- [REQUIREMENT]: Rewrite the lines starting with the line containing "hat in the live frame." and going on through the line containing "128, 57, 149, 73", replacing "yellow hard hat" with "orange safety helmet" and leaving everything else unchanged.
★ ★ ★ ★
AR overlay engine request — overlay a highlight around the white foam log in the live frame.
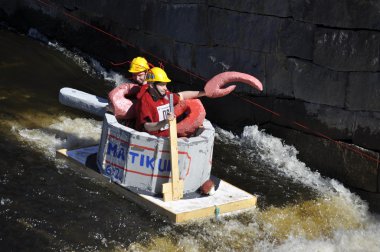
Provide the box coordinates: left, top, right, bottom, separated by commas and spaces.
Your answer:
59, 87, 108, 117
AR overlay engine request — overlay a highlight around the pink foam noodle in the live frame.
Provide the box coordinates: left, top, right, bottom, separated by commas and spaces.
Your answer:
108, 83, 140, 120
204, 72, 263, 98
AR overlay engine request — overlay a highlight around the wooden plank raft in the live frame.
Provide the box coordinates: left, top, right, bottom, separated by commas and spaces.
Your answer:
57, 146, 257, 223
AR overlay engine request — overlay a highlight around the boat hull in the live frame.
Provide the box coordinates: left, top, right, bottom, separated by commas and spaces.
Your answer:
97, 113, 215, 194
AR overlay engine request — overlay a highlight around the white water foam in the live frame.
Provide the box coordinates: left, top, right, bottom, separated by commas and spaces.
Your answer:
13, 116, 101, 159
211, 126, 380, 251
28, 28, 127, 87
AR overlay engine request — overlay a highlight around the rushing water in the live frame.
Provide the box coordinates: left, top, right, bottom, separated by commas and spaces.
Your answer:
0, 30, 380, 251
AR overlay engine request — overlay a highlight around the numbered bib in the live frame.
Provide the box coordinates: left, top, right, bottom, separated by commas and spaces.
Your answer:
157, 104, 170, 131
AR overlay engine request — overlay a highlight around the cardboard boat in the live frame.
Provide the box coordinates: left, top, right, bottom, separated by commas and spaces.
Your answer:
58, 88, 257, 223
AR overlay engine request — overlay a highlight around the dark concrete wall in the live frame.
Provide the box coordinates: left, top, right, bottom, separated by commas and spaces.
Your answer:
0, 0, 380, 211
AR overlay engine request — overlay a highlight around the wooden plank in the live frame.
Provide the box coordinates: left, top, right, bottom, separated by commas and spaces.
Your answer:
175, 197, 257, 223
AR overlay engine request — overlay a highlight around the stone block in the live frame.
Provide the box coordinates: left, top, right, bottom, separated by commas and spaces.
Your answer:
350, 188, 380, 214
173, 42, 193, 71
346, 72, 380, 112
265, 54, 294, 98
279, 20, 315, 60
312, 0, 380, 30
128, 32, 174, 66
313, 28, 380, 71
208, 0, 290, 17
208, 8, 282, 52
289, 59, 348, 108
202, 95, 271, 130
193, 46, 265, 95
352, 112, 380, 151
272, 99, 356, 140
144, 1, 209, 45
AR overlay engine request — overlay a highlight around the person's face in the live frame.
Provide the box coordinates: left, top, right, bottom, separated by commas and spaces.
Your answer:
156, 82, 168, 95
132, 72, 146, 85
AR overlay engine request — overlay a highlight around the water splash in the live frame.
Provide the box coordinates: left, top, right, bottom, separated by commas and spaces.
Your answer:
12, 116, 101, 159
128, 126, 380, 251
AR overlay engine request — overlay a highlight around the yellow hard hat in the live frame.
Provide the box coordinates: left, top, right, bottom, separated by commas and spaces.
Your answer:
146, 67, 171, 82
128, 57, 149, 73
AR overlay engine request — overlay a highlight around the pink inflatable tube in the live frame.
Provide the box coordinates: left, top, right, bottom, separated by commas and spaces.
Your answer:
108, 83, 140, 120
204, 72, 263, 98
108, 83, 206, 137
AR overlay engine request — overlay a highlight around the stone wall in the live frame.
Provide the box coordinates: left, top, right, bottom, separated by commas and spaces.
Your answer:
0, 0, 380, 211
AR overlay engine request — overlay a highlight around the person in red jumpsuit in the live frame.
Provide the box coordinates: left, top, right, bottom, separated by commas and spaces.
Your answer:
128, 57, 150, 86
135, 67, 205, 137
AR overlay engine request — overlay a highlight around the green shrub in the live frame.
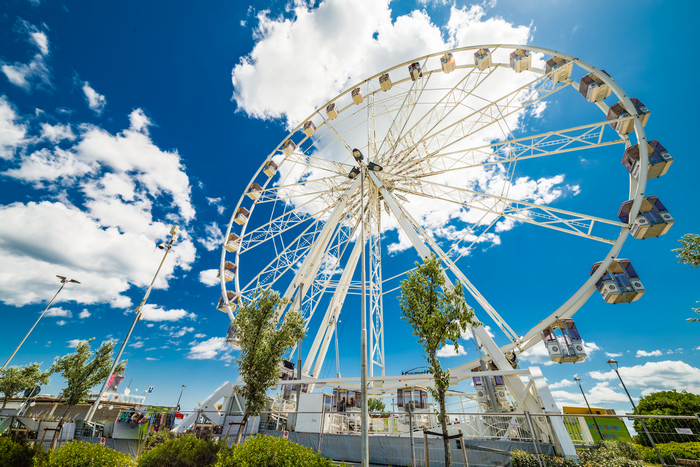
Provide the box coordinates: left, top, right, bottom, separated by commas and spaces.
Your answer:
137, 435, 230, 467
0, 436, 41, 467
579, 440, 644, 467
216, 435, 340, 467
510, 449, 578, 467
34, 441, 135, 467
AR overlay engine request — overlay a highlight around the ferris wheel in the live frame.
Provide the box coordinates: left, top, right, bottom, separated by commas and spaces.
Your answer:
218, 44, 673, 392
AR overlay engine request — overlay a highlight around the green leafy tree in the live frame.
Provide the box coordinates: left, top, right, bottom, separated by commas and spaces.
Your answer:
634, 390, 700, 446
671, 234, 700, 323
399, 256, 480, 467
0, 363, 51, 412
232, 289, 306, 443
367, 399, 386, 412
51, 337, 126, 411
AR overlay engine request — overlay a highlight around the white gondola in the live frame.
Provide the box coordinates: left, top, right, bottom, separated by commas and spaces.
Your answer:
622, 140, 673, 179
263, 161, 277, 177
245, 183, 262, 201
379, 73, 391, 91
350, 88, 364, 104
617, 196, 675, 239
440, 52, 457, 73
224, 232, 241, 253
282, 139, 297, 156
326, 102, 338, 120
542, 318, 586, 363
578, 70, 612, 102
216, 261, 238, 282
216, 290, 238, 313
605, 97, 651, 135
510, 49, 532, 73
233, 206, 250, 225
304, 120, 316, 136
226, 323, 241, 346
545, 56, 574, 83
591, 259, 646, 304
408, 62, 423, 81
474, 49, 493, 71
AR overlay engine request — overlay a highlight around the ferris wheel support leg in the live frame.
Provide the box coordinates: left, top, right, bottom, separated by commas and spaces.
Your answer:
528, 367, 578, 460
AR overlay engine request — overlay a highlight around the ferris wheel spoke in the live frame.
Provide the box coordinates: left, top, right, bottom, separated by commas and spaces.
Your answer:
385, 69, 569, 171
395, 176, 626, 244
402, 121, 629, 177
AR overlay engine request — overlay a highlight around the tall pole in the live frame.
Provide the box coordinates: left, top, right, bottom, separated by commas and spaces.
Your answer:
608, 358, 666, 467
360, 165, 369, 467
0, 276, 80, 371
574, 376, 603, 440
177, 384, 187, 410
85, 225, 177, 422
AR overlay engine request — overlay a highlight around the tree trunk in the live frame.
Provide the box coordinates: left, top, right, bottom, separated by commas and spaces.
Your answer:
236, 410, 250, 444
438, 390, 452, 467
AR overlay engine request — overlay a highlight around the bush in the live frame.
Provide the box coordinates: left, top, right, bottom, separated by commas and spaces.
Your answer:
34, 441, 135, 467
216, 435, 334, 467
0, 436, 41, 467
579, 440, 644, 467
137, 435, 229, 467
635, 442, 700, 464
510, 449, 578, 467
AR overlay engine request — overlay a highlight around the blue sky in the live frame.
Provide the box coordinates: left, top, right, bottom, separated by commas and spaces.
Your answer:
0, 0, 700, 416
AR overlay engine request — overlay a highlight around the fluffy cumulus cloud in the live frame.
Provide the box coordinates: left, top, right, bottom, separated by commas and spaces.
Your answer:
83, 81, 107, 115
232, 0, 530, 125
0, 96, 27, 159
187, 337, 237, 360
0, 102, 195, 310
0, 20, 51, 91
590, 360, 700, 394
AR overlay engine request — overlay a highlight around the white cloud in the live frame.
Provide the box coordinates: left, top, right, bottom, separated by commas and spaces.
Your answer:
187, 337, 237, 360
589, 360, 700, 394
83, 81, 107, 115
0, 106, 196, 308
199, 222, 224, 251
0, 96, 27, 159
0, 20, 51, 91
142, 304, 197, 321
41, 122, 75, 144
199, 269, 221, 287
44, 307, 73, 318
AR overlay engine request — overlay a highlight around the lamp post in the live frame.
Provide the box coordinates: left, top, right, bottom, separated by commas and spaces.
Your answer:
608, 358, 666, 467
0, 275, 80, 370
574, 376, 603, 440
177, 384, 187, 411
85, 225, 178, 426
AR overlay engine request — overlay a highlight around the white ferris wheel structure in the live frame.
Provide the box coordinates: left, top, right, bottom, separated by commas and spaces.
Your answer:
219, 44, 672, 454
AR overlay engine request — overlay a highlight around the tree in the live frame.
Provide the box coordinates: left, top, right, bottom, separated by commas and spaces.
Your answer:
399, 256, 480, 467
634, 390, 700, 446
671, 234, 700, 323
0, 363, 51, 412
51, 337, 126, 412
367, 399, 386, 412
232, 289, 306, 443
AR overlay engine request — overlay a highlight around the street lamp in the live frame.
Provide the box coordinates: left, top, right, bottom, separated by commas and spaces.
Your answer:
85, 225, 178, 433
0, 275, 80, 370
574, 376, 603, 440
177, 384, 187, 411
608, 358, 666, 467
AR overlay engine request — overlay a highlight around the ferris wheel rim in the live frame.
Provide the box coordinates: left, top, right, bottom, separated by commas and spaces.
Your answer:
219, 44, 647, 372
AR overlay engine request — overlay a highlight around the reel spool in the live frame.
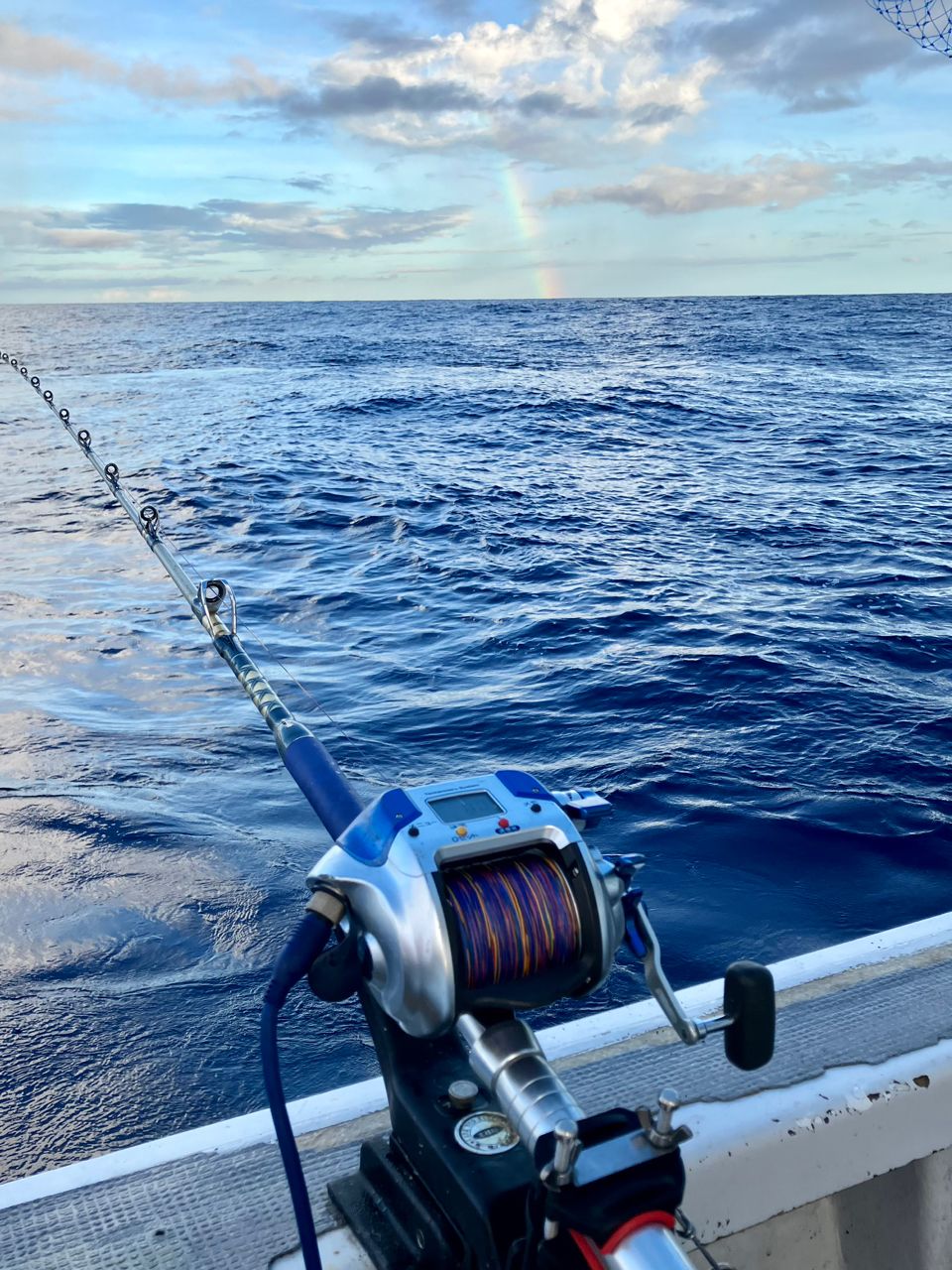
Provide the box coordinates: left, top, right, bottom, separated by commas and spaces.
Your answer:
443, 851, 583, 993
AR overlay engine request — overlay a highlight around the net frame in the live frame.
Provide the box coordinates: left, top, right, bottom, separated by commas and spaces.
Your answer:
867, 0, 952, 58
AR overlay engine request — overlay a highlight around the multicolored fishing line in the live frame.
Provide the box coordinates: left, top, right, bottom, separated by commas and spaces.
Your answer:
445, 854, 581, 989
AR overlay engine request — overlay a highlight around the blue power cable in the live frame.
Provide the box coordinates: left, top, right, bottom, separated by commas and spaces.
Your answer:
262, 913, 332, 1270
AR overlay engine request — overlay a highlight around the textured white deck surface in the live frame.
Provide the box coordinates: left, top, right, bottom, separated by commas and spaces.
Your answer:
0, 915, 952, 1270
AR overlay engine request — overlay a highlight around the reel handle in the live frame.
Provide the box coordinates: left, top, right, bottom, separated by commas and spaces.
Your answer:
622, 890, 776, 1072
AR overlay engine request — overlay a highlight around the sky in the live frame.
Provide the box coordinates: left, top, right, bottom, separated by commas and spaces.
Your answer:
0, 0, 952, 304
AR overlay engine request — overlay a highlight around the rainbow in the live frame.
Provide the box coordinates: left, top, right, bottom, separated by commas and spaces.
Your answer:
502, 163, 565, 300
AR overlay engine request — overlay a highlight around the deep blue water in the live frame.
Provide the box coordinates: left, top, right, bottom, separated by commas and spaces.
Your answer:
0, 296, 952, 1176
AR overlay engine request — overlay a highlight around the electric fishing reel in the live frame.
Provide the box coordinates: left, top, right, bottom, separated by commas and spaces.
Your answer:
307, 770, 774, 1070
308, 771, 625, 1036
307, 770, 774, 1270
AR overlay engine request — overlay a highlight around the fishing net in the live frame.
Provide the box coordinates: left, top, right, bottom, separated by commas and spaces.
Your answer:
867, 0, 952, 58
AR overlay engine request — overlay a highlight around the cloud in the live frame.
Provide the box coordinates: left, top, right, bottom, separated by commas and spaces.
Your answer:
0, 22, 282, 105
257, 75, 489, 123
42, 230, 136, 251
549, 155, 952, 216
0, 0, 716, 162
679, 0, 934, 114
285, 172, 334, 194
0, 198, 470, 257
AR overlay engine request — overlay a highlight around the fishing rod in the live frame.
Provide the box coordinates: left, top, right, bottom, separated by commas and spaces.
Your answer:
0, 352, 774, 1270
0, 352, 362, 838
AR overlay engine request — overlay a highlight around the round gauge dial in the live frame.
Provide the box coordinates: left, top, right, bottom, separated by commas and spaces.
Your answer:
453, 1111, 520, 1156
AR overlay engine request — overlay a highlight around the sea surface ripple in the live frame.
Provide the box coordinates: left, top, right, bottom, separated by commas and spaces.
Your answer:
0, 296, 952, 1176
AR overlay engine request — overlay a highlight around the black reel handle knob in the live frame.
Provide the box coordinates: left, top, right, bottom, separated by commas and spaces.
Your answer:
724, 961, 776, 1072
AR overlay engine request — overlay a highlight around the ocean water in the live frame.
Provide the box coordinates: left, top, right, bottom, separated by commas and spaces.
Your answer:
0, 296, 952, 1178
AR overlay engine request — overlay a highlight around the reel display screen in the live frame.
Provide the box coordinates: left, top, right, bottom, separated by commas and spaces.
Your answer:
426, 790, 503, 825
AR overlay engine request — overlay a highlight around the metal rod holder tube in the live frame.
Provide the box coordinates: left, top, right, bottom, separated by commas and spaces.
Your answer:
456, 1015, 585, 1155
603, 1225, 693, 1270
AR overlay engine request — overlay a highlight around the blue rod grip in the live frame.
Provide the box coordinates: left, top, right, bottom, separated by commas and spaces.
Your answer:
281, 736, 363, 840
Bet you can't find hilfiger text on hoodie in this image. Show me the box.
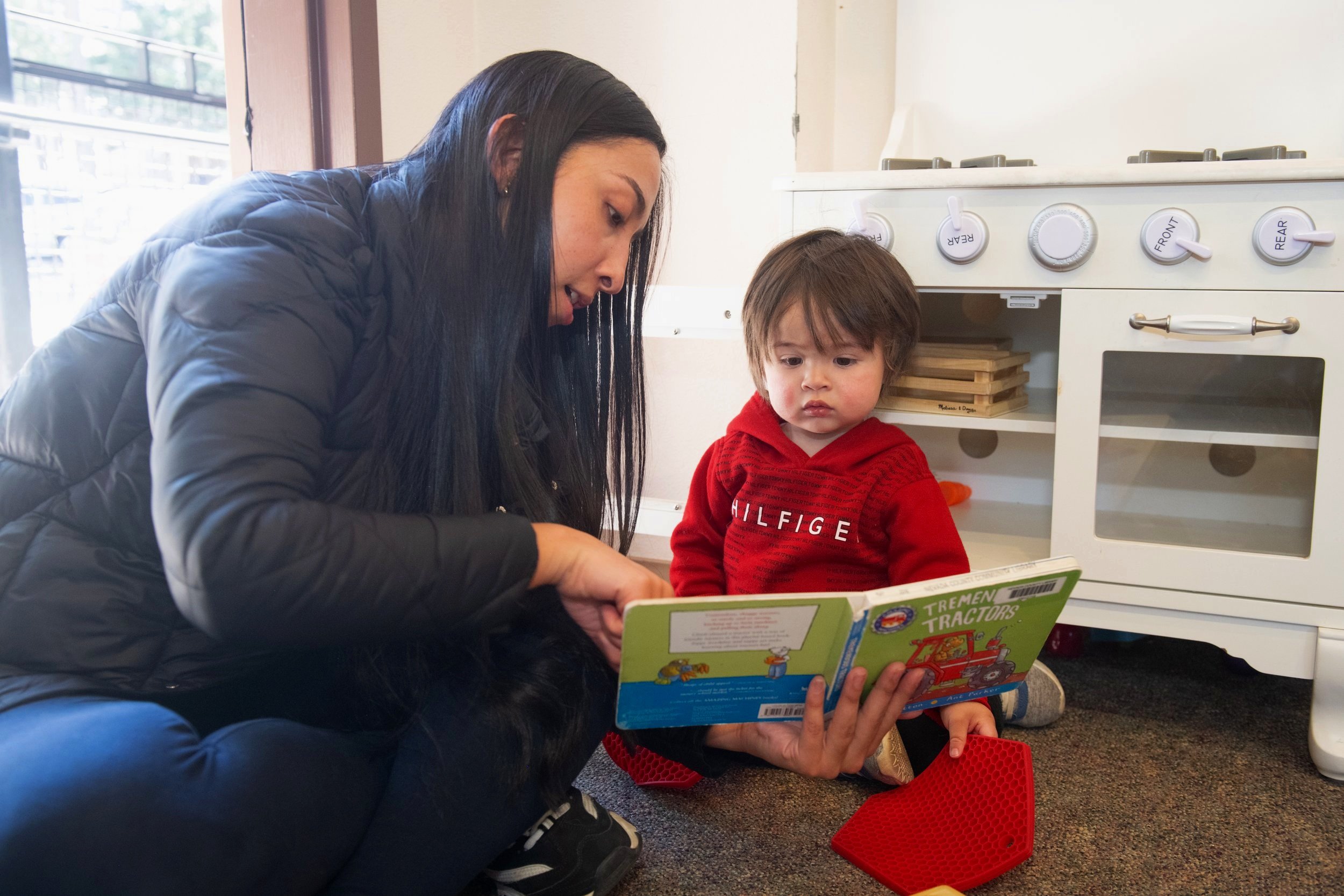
[672,395,969,597]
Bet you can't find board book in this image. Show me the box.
[616,556,1081,729]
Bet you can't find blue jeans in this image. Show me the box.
[0,628,614,896]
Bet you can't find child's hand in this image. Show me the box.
[938,700,999,759]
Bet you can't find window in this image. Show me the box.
[0,0,230,372]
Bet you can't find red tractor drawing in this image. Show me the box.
[906,626,1018,700]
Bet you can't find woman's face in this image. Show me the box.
[548,137,663,326]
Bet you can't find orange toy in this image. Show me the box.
[938,482,970,506]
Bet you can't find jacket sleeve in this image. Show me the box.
[669,439,733,598]
[887,476,970,584]
[139,196,537,646]
[887,476,989,726]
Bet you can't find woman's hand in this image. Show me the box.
[530,522,676,669]
[706,662,924,778]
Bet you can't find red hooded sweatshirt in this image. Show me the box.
[672,395,970,597]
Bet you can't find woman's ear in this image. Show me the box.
[485,114,523,196]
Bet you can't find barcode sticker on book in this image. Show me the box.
[995,579,1069,603]
[757,703,804,719]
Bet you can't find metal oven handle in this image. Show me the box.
[1129,314,1303,336]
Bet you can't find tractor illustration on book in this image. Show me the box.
[906,626,1018,700]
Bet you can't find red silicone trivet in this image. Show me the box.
[831,735,1036,896]
[602,731,700,790]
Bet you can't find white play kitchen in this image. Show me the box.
[641,146,1344,779]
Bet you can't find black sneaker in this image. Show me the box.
[485,787,644,896]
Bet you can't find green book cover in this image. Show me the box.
[616,557,1081,728]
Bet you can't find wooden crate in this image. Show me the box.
[878,339,1031,417]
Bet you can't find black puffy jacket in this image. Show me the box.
[0,170,537,709]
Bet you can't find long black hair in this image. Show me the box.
[358,51,667,798]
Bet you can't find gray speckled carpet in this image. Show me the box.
[567,638,1344,896]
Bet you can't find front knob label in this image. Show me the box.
[1139,208,1210,264]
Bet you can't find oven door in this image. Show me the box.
[1051,290,1344,606]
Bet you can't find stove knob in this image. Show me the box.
[938,196,989,264]
[1139,208,1214,264]
[1252,205,1335,264]
[847,199,891,248]
[1027,203,1097,270]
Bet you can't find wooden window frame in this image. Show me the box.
[223,0,383,175]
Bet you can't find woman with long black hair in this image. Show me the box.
[0,52,925,896]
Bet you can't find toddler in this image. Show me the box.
[671,230,1016,783]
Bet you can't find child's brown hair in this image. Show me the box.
[742,228,919,395]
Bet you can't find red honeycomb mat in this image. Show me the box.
[831,735,1036,896]
[602,731,700,790]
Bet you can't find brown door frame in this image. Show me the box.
[223,0,383,175]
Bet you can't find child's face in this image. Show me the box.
[765,304,887,435]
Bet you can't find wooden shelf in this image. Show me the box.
[1099,398,1320,451]
[1097,511,1312,557]
[950,497,1050,570]
[874,387,1055,435]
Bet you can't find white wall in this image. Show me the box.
[378,0,797,501]
[889,0,1344,165]
[797,0,897,170]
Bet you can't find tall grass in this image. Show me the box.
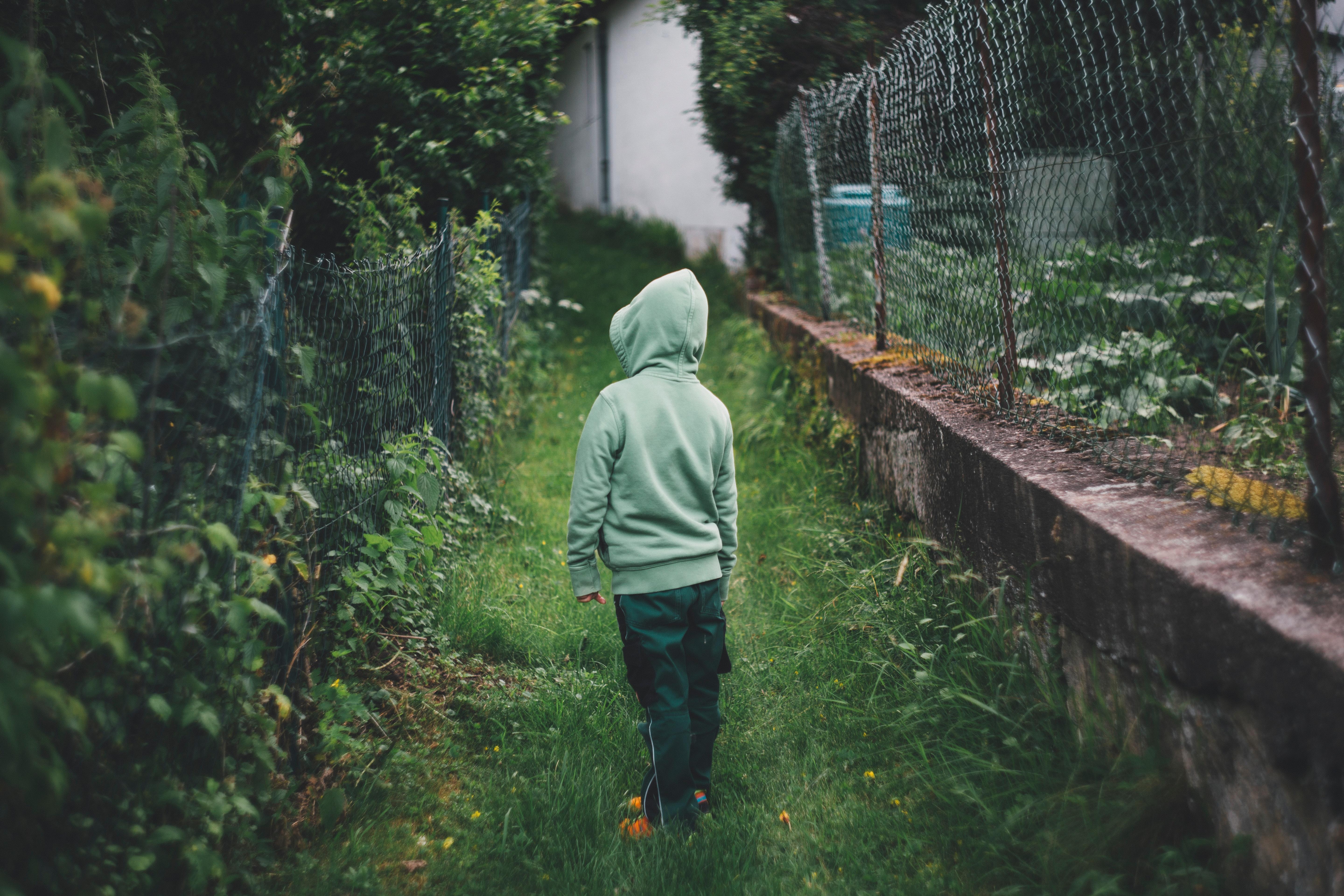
[262,218,1216,895]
★ ★ ★ ★
- [PROBLEM SOLUTION]:
AR overlay engine request — overlay a highlight around the orange safety helmet in the live frame.
Provide the box coordinates: left, top, right, bottom, separated by commas and spaces.
Your answer:
146, 67, 171, 82
128, 57, 149, 73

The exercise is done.